— start PROVIDED ENTRIES —

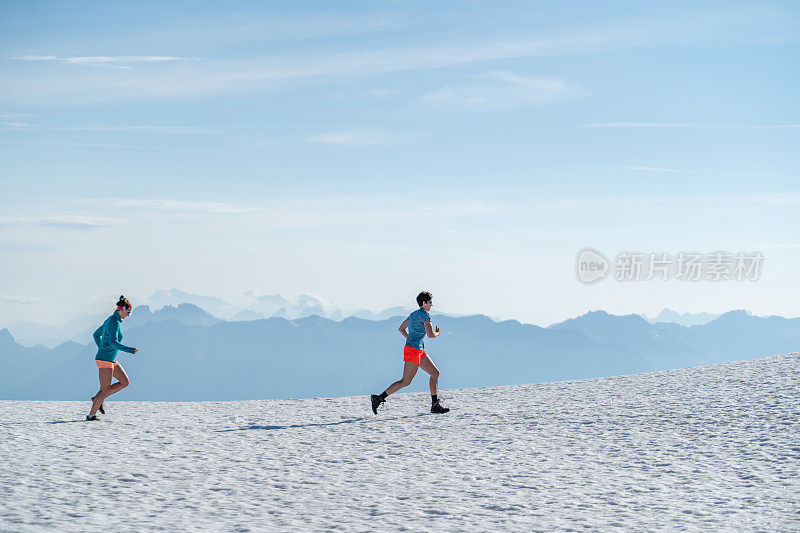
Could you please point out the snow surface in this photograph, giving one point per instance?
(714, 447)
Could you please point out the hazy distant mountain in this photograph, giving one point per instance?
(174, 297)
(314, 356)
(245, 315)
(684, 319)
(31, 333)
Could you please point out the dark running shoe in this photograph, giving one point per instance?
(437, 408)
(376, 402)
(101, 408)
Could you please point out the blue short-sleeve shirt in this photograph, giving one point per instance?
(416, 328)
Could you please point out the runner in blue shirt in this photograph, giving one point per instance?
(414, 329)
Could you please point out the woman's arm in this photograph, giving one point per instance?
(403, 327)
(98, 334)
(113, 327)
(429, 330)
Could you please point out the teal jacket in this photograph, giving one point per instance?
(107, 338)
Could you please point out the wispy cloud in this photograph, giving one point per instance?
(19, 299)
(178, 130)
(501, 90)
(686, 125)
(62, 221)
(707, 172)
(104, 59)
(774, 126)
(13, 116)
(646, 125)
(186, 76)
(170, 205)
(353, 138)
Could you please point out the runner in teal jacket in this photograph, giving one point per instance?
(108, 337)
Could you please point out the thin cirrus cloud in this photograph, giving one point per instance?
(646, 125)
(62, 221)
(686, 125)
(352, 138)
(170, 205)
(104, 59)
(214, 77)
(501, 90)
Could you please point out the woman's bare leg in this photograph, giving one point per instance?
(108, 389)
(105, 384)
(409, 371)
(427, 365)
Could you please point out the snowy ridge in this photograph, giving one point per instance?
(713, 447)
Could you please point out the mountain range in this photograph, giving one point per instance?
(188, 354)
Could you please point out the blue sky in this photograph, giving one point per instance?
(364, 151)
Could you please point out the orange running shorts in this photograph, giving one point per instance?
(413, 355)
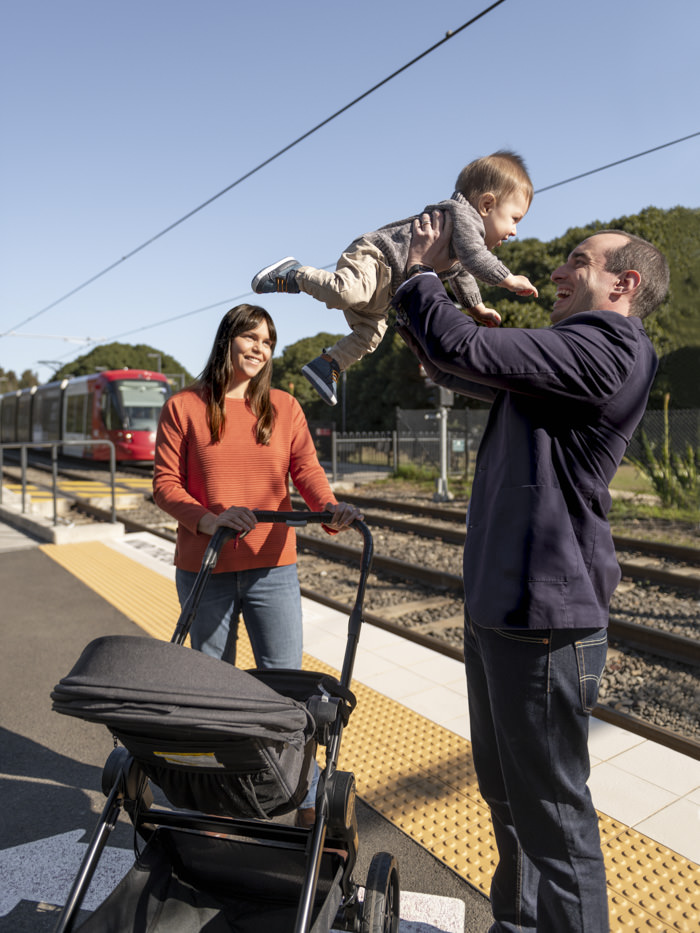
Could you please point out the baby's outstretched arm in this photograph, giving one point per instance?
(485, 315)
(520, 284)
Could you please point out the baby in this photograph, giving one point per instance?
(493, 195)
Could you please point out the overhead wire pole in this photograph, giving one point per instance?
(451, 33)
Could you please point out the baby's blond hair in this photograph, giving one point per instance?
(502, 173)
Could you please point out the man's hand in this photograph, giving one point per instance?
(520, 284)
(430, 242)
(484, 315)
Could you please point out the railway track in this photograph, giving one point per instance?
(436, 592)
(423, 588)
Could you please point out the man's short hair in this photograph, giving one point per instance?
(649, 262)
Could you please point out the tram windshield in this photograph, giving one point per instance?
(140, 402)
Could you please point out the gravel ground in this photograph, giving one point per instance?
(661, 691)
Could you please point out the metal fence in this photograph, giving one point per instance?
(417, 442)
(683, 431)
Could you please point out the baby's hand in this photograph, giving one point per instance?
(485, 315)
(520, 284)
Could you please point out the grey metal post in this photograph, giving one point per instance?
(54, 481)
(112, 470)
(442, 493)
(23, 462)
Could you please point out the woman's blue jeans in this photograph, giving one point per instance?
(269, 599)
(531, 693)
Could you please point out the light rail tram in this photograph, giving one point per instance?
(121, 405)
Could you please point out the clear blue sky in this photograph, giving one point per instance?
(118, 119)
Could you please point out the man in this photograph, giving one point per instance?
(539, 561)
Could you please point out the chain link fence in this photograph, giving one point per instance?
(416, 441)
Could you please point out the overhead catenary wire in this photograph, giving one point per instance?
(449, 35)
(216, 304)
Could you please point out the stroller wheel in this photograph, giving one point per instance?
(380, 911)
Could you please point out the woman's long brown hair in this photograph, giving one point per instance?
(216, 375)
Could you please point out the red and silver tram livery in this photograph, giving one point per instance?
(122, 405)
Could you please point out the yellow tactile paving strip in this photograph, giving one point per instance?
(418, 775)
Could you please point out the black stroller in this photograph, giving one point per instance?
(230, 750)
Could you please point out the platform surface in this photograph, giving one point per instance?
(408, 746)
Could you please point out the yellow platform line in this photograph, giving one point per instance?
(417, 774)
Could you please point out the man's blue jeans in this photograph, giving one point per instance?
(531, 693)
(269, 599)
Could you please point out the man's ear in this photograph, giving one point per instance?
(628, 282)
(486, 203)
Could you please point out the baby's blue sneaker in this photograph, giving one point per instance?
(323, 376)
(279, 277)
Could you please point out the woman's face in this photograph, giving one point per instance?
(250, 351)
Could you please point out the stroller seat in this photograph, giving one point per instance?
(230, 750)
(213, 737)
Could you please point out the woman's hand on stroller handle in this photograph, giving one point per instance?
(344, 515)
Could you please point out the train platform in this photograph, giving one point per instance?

— end PROVIDED ENTRIES —

### DIRECTIVE
Leave out the pictures and retype every line above exactly.

### ANSWER IN FULL
Could you please point out the snow surface in this photograph, giving one point per instance?
(714, 447)
Could you please point out the hazy distant mountain in this photograph, giving one point per instance?
(174, 297)
(314, 356)
(245, 315)
(684, 319)
(31, 333)
Could you please point out the dark running shoe in this photograph, giving one point per instance?
(437, 408)
(376, 402)
(101, 408)
Could you please point out the blue short-sleeve shirt in this photograph, giving one point per instance?
(416, 328)
Could you please point out the runner in blue shirt in this photograph, giving one point per instance?
(414, 329)
Could you please point out the woman's arm in this photograph, giving one point per instance?
(403, 327)
(98, 334)
(113, 327)
(429, 330)
Could you please point out the teal jacket in this photograph, giving one point per instance?
(107, 338)
Could you please point out the wispy cloud in this photograph, giving one point per instance?
(19, 299)
(178, 130)
(501, 90)
(686, 125)
(62, 221)
(707, 172)
(104, 59)
(774, 126)
(13, 116)
(646, 125)
(186, 76)
(170, 205)
(353, 138)
Could you please point out the runner in teal jacket in this photograph, giving one point per instance?
(108, 337)
Could you please point out the thin cirrus cloud in this photograph, giving one point per instance?
(646, 125)
(62, 221)
(686, 125)
(352, 138)
(170, 205)
(104, 59)
(214, 77)
(501, 90)
Could you please point out the woman's bare leg in this photograph, giving one point per instance?
(108, 389)
(105, 384)
(409, 371)
(427, 365)
Could you please point out the snowy ridge in this photograph, giving one point per instance?
(713, 447)
Could you please point out the mountain range in this photograph, giving one point per instance?
(188, 354)
Could you please point out the blue sky in this photograph, giving one point per instance?
(364, 151)
Could you please point out the orange running shorts in this photograph, giving one point per instance?
(413, 355)
Could you please point out the baby's outstretched arm in this photograph, giving one point per instance?
(485, 315)
(520, 284)
Could you please point out the baby in this photograph, giving one point per instance?
(493, 195)
Could you please point out the overhead wire pole in this photograph, giving one point per instance?
(451, 33)
Could you please point out the baby's blond hair in this photograph, giving one point per instance?
(502, 173)
Could you please point out the man's hand in this photograph, giving one point per instance?
(520, 284)
(430, 242)
(484, 315)
Could you please point out the railway track in this photograph, giving one point per instance?
(436, 592)
(423, 588)
Could you please point out the man's short hair in this photograph, giving one point per instance?
(649, 262)
Could you please point out the tram windshield in this photograph, giving one point per instance?
(140, 402)
Could you please point out the gravel ground in this photograph, giving one point per instance?
(661, 691)
Could you please point out the metal fence in this photograph, giving one point per instance?
(417, 442)
(683, 431)
Could you please point out the baby's hand in this photograph, giving one point per instance?
(485, 315)
(520, 284)
Could you please point out the grey metal post in this photograph, giving one point per instance?
(54, 481)
(112, 470)
(442, 493)
(23, 462)
Could you please point out the woman's blue jeans in this photograph, giving one point per instance?
(269, 599)
(531, 693)
Could you please point out the light rail tram in this photograph, giving one point per instance?
(121, 405)
Could you please point out the clear blue sky in this photograph, giving one point per instance?
(118, 119)
Could you please point out the man in this photograph, giving one point per instance?
(539, 561)
Could you please point out the chain link fence in this photograph, giving one point per instance?
(416, 441)
Could you please point out the overhead catenary wire in this photograph, giving one point per instance?
(449, 35)
(216, 304)
Could you please point out the stroller wheel in this photograph, giving one point per instance?
(380, 911)
Could you please point out the woman's long brown hair in this photograph, giving one point per instance?
(216, 375)
Could you please point out the red and silver tram livery in this photograph, giving one point per instance?
(122, 405)
Could you please point out the yellow tactile paving strip in this photograph, giving one point per instance?
(418, 775)
Could you please point out the black stroller in this photograph, giving one point per instance?
(230, 750)
Could you please point out the platform surface in this photograph, giving one point per instance?
(408, 746)
Could you please point out the yellow platform line in this photograph, giving one point per instance?
(417, 774)
Could you please point out the man's blue jeans in this photograph, giving one point per instance?
(531, 693)
(269, 599)
Could you please point out the man's ear in this photograph, giving one point per instance?
(628, 282)
(486, 203)
Could you please point out the baby's blue sneaker in this photograph, giving one point per instance?
(323, 376)
(279, 277)
Could you please point out the woman's face in this photograph, giving one point per instance?
(250, 351)
Could you please point out the stroller seat in this photograph, giving one point per instance?
(230, 750)
(213, 737)
Could you please point out the woman's hand on stroller handle in this photograph, giving one point per instance?
(344, 515)
Could you please point out the train platform in this photograph, giving one point per instance?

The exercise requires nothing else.